Express the part of the rows below that opens with the line containing "Place a point on the dark backdrop, one" and closes with the line containing "<point>33,35</point>" as a Markdown table with the columns No. and Entry, omitting any blank lines.

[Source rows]
==================================================

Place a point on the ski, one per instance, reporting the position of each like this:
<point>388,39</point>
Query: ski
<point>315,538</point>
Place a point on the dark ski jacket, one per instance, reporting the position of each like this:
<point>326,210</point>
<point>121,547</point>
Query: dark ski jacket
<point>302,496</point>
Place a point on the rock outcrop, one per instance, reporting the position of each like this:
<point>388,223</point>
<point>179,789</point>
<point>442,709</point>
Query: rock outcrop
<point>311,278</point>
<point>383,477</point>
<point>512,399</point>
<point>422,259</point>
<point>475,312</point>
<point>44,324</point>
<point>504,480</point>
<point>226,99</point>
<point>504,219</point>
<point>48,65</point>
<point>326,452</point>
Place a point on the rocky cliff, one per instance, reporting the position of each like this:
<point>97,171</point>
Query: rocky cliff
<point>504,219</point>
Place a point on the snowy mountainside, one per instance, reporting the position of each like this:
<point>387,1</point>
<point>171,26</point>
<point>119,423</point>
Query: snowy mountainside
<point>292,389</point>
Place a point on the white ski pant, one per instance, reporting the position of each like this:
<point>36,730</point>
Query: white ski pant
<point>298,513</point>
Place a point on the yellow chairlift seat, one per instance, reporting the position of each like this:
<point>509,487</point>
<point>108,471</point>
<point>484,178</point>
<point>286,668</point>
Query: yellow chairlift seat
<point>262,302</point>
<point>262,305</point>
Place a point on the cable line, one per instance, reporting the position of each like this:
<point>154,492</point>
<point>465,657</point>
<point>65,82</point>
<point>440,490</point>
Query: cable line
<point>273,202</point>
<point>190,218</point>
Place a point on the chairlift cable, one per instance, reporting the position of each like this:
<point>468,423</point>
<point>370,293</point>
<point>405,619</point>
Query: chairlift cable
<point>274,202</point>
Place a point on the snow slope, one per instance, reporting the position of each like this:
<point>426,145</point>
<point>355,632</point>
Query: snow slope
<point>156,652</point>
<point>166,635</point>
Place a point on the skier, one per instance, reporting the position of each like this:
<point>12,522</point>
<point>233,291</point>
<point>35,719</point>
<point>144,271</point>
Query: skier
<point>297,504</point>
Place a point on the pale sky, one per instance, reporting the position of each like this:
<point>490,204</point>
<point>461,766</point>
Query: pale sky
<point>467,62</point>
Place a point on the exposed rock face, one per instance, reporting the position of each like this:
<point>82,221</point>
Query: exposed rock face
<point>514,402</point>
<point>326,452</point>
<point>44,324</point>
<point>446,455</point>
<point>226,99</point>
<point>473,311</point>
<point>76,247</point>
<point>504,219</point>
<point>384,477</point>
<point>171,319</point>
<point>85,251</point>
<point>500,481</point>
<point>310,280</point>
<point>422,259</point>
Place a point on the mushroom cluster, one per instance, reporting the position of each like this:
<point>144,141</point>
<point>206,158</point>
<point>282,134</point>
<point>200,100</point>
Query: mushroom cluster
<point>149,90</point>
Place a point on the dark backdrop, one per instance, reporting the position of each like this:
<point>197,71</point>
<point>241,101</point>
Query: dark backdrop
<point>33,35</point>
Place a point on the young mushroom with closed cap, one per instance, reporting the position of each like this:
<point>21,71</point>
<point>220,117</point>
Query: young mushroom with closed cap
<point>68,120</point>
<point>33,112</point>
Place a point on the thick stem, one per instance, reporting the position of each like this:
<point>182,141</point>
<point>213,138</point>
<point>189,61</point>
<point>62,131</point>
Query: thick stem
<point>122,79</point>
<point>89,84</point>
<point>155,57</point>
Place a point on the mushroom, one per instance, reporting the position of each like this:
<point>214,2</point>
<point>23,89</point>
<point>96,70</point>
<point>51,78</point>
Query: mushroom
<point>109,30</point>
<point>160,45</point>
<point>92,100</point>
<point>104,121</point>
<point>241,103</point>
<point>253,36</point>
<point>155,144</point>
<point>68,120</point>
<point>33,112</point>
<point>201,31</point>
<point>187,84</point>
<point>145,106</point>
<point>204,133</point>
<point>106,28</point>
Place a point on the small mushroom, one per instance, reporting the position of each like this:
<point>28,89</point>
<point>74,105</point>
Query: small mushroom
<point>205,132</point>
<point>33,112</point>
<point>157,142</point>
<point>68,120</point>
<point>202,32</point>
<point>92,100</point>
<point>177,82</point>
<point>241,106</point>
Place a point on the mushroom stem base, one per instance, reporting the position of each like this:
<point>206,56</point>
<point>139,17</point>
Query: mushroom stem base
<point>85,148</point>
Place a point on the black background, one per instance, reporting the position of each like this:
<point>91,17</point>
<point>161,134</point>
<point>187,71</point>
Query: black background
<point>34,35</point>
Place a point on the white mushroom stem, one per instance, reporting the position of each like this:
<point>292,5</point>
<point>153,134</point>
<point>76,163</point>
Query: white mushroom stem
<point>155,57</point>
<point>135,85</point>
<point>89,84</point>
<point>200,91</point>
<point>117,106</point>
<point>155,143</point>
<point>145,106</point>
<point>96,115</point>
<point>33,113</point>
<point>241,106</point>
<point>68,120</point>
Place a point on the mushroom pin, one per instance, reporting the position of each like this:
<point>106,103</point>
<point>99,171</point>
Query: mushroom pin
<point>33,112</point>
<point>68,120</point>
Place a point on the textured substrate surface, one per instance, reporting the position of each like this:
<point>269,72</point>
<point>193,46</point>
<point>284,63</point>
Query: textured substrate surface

==================================================

Solution to the problem –
| No. | Entry |
|---|---|
| 1 | Place a point on the dark backdrop, one per instance, reporting the position of each like this: |
| 2 | <point>197,71</point> |
| 3 | <point>241,101</point> |
| 4 | Query: dark backdrop |
| 5 | <point>33,35</point> |